### WHAT YOU NEED TO DO
Which lines have the string "clicks"? Copy all of them from the entries below.
[GIVEN RECORDS Boundary: Start]
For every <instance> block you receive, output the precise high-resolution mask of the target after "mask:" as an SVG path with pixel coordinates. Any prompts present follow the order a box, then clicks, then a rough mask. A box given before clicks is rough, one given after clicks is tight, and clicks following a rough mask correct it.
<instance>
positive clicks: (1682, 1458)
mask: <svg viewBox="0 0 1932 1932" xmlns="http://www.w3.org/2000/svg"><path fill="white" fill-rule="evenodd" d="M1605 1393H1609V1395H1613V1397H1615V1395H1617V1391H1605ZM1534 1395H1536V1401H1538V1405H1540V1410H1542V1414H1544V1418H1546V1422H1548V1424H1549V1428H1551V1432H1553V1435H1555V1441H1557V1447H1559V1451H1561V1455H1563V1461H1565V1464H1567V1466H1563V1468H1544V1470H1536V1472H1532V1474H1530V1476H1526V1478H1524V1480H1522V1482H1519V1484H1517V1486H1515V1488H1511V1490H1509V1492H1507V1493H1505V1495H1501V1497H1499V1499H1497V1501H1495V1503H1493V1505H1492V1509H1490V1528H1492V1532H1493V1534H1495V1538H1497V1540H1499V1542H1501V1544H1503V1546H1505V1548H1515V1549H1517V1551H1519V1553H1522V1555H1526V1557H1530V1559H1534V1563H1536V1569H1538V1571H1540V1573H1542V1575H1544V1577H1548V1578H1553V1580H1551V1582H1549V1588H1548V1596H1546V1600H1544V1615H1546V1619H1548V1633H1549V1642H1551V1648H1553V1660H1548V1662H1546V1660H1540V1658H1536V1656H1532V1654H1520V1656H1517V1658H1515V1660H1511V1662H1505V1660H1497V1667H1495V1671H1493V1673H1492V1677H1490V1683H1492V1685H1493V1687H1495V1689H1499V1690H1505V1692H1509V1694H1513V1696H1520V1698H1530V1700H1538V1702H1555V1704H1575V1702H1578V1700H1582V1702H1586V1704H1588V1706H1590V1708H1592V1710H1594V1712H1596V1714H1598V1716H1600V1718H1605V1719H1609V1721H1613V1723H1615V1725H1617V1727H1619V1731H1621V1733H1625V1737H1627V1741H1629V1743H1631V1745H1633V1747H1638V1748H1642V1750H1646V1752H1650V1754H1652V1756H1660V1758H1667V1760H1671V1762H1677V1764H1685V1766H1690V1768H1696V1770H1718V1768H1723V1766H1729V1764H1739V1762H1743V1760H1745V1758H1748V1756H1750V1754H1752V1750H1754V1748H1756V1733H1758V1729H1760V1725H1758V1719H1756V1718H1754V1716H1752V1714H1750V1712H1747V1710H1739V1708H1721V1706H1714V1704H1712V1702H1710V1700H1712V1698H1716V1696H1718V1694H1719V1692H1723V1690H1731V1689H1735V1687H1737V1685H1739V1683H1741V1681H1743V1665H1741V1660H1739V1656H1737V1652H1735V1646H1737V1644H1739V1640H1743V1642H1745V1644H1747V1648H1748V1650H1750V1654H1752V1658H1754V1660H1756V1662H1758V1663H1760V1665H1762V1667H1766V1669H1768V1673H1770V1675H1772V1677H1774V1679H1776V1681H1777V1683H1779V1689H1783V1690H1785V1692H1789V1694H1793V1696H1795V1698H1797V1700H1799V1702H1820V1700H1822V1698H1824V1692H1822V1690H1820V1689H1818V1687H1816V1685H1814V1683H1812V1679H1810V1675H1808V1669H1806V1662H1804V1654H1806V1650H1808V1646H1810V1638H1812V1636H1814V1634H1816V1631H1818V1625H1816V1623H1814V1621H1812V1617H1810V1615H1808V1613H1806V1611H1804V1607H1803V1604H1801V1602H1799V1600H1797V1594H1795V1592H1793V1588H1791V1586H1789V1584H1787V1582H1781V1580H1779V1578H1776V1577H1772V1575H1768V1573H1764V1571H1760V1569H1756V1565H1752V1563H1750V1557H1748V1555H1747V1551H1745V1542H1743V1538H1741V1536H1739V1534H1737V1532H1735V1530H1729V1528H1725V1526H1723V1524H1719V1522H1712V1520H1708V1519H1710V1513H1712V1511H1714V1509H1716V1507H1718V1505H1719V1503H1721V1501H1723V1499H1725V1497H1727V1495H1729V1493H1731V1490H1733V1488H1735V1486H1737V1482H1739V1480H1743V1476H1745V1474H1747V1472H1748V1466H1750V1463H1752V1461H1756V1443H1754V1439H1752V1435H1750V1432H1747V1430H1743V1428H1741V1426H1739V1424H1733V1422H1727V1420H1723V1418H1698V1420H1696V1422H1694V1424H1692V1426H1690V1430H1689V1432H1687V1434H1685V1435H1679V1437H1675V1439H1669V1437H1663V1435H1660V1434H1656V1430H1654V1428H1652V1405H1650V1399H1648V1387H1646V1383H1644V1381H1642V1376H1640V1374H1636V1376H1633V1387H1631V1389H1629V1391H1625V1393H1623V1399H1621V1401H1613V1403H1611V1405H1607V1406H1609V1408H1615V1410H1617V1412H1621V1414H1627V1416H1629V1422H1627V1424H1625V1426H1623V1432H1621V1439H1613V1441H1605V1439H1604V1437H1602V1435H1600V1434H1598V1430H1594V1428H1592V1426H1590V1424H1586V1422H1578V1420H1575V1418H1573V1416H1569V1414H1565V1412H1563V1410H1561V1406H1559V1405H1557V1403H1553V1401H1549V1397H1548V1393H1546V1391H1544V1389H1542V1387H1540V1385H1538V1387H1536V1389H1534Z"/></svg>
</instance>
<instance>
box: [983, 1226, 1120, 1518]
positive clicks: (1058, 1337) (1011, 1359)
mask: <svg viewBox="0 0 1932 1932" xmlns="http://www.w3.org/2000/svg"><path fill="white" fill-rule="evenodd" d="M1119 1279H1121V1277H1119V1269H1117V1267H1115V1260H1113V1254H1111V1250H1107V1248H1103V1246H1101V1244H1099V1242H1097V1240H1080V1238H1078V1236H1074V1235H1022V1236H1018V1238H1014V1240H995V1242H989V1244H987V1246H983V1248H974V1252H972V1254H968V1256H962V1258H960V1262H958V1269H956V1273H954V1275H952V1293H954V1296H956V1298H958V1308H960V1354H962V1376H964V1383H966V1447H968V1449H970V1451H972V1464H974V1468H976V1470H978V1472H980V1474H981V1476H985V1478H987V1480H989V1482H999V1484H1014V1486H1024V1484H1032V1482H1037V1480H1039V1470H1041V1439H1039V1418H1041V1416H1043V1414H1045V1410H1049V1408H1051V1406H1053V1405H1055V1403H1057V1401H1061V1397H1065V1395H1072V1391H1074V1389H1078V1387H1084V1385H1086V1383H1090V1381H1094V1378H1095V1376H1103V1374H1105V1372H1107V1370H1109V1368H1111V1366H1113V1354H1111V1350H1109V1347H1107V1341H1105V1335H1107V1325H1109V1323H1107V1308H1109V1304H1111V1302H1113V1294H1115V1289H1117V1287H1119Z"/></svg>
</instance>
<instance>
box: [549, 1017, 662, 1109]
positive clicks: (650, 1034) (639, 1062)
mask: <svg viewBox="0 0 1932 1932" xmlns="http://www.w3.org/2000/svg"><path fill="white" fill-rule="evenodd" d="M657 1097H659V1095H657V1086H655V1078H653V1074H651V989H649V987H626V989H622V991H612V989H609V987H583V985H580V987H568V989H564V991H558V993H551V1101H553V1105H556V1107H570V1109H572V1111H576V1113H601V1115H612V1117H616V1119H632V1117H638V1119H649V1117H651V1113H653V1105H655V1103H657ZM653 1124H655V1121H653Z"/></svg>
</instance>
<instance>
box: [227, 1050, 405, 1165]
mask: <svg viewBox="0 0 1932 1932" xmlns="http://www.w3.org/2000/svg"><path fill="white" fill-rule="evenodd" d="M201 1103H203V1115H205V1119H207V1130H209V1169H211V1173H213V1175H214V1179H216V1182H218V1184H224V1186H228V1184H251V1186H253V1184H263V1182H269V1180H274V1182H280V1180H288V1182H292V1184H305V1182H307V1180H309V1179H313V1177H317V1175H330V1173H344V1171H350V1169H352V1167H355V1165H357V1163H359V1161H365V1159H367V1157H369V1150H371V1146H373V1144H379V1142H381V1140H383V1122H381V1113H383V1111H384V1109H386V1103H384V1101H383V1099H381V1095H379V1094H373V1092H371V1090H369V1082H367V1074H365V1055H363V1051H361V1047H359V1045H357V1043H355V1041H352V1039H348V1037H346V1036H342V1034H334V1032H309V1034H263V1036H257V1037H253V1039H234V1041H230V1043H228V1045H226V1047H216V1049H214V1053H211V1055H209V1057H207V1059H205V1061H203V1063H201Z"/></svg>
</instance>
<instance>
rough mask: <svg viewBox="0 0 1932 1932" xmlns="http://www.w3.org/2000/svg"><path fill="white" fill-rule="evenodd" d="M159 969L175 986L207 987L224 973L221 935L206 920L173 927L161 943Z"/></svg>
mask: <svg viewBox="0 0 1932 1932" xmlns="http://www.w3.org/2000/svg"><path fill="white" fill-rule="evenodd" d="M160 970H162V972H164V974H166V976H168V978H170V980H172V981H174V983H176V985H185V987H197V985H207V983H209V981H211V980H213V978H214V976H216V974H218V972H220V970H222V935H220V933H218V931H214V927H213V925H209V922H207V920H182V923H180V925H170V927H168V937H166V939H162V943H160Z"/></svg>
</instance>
[GIVEN RECORDS Boundary: End]
### ANSWER TO THE PROBLEM
For every <instance> block you receive, output the precise high-resolution mask of the target after "mask:" as an SVG path with pixel coordinates. Any prompts present follow the order a box, then clicks, then a rough mask. A box given before clicks is rough, one given after clicks is tight, and clicks following a rough mask correct it.
positive clicks: (1682, 1458)
positive clicks: (1058, 1337) (1011, 1359)
positive clicks: (650, 1034) (639, 1062)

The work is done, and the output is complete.